> **WHAT NEEDS TO BE DONE**: Repeat the following lines exactly and nothing else: the line containing "sunglasses in this photo." and each line after it through the end of the listing.

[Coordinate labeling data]
* * *
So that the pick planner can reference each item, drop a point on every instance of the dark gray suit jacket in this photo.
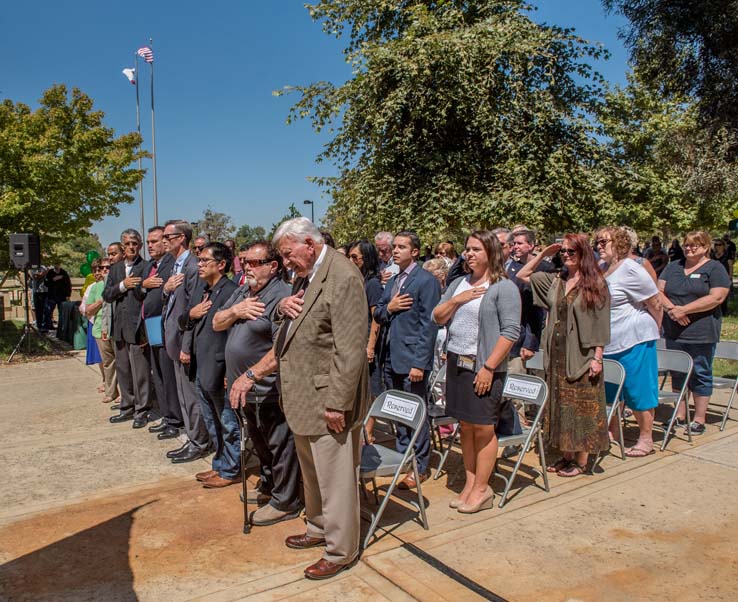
(173, 335)
(126, 306)
(208, 347)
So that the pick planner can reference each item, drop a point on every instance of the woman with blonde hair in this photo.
(635, 320)
(692, 290)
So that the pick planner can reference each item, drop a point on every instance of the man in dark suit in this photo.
(123, 290)
(207, 366)
(178, 291)
(158, 270)
(533, 318)
(405, 311)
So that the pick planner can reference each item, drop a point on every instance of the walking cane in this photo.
(244, 459)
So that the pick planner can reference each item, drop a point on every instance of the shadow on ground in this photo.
(89, 565)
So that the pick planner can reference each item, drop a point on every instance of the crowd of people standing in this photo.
(299, 337)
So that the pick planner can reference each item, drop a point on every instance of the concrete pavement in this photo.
(93, 511)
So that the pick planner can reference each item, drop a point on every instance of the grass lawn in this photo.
(41, 347)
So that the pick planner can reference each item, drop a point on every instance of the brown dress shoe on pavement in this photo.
(303, 541)
(204, 476)
(409, 481)
(217, 481)
(324, 569)
(269, 515)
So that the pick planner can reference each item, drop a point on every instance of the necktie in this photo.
(300, 284)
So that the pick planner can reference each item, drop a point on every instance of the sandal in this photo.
(638, 452)
(560, 464)
(572, 470)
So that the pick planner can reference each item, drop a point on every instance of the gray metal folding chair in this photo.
(438, 418)
(671, 360)
(726, 350)
(614, 375)
(379, 461)
(530, 390)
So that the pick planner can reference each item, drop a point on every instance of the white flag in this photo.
(130, 73)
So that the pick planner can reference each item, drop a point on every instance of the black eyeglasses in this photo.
(255, 263)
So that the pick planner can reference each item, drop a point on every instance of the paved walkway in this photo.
(93, 511)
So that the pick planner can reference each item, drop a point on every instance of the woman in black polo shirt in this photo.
(692, 290)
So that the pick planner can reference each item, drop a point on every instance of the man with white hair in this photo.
(324, 389)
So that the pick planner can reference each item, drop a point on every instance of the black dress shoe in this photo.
(171, 432)
(180, 450)
(121, 418)
(140, 421)
(190, 455)
(159, 428)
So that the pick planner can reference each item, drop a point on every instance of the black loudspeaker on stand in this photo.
(25, 254)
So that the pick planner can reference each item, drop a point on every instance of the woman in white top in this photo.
(635, 320)
(482, 311)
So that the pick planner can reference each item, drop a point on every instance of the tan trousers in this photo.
(330, 473)
(107, 352)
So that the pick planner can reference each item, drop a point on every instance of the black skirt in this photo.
(464, 404)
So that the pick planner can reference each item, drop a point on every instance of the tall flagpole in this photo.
(140, 166)
(153, 137)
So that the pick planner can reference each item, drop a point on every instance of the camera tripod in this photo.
(28, 329)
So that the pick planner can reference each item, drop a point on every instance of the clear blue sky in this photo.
(221, 135)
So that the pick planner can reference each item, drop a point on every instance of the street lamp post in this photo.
(312, 209)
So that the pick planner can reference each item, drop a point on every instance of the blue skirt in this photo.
(93, 352)
(641, 387)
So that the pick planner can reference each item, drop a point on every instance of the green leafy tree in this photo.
(72, 253)
(246, 234)
(459, 114)
(687, 48)
(61, 169)
(215, 225)
(292, 212)
(666, 172)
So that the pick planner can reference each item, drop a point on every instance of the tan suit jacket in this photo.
(322, 363)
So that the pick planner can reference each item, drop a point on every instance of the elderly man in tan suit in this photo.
(323, 379)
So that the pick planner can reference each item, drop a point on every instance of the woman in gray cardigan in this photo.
(577, 330)
(482, 311)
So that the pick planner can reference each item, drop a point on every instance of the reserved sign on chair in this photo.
(402, 408)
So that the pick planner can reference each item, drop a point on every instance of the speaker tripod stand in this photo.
(28, 329)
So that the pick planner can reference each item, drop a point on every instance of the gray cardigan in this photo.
(499, 315)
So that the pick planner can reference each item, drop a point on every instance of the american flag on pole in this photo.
(146, 54)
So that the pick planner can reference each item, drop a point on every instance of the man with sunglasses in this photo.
(179, 290)
(251, 377)
(207, 365)
(123, 290)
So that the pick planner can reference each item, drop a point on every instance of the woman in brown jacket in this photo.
(577, 329)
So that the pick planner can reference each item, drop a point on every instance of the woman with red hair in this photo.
(577, 330)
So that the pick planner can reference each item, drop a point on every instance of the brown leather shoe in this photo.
(217, 481)
(409, 481)
(303, 541)
(204, 476)
(324, 569)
* * *
> **RESPONSE TO THE EXERCISE**:
So that the pick planner can reference each item, drop a point on every instance of the man with sunglasses in this photo.
(179, 290)
(251, 377)
(207, 365)
(123, 290)
So that the pick planner can reference each item, drop a point on every instance of the woman in brown jacket in this photo.
(577, 329)
So that the pick planner can reference each item, drop a point on every instance of the woman with red hair in this photo.
(577, 330)
So that the pick planner can reference each item, drop a point on every instance of the brown leather shoe in this photo.
(217, 481)
(409, 481)
(303, 541)
(204, 476)
(324, 569)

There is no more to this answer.